**WHAT THE EXERCISE ASKS:** Could you repeat the entries from the line holding "# test: point on every instance of the road" through the end of the entries, inclusive, substituting "street" for "road" and keeping everything else the same? Leave the pictures out of your answer.

==== DATA ====

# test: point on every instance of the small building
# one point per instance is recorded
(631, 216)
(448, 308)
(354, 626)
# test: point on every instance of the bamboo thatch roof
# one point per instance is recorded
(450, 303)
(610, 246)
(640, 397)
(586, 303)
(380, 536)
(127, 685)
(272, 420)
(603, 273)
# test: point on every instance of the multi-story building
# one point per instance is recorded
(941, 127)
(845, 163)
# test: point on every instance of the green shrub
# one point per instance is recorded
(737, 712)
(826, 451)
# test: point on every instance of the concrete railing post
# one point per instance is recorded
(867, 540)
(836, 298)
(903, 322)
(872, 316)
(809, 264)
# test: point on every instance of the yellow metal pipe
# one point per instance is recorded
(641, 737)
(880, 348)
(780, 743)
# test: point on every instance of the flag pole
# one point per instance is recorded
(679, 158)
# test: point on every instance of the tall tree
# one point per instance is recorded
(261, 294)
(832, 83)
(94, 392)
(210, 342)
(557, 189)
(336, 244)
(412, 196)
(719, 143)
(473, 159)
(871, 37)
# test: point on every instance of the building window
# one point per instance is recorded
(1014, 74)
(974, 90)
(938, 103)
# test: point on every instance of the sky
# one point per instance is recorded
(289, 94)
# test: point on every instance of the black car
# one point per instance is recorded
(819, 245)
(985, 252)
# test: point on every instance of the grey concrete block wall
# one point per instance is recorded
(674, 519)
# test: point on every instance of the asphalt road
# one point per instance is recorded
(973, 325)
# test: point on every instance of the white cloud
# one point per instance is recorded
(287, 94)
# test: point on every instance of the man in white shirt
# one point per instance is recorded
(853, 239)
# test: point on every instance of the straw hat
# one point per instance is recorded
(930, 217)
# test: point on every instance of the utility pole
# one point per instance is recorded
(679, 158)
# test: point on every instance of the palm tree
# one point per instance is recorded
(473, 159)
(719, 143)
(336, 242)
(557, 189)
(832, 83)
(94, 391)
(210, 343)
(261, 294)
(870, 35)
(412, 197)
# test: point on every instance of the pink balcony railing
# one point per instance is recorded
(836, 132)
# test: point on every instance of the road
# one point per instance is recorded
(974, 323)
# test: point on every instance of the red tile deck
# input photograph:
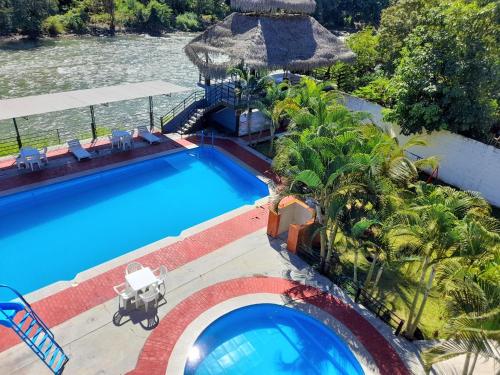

====

**THE OUTPUT:**
# test: point on every instance of the street
# one point per instance is recorded
(974, 323)
# test: point on every instance of the red tile deck
# input photograph:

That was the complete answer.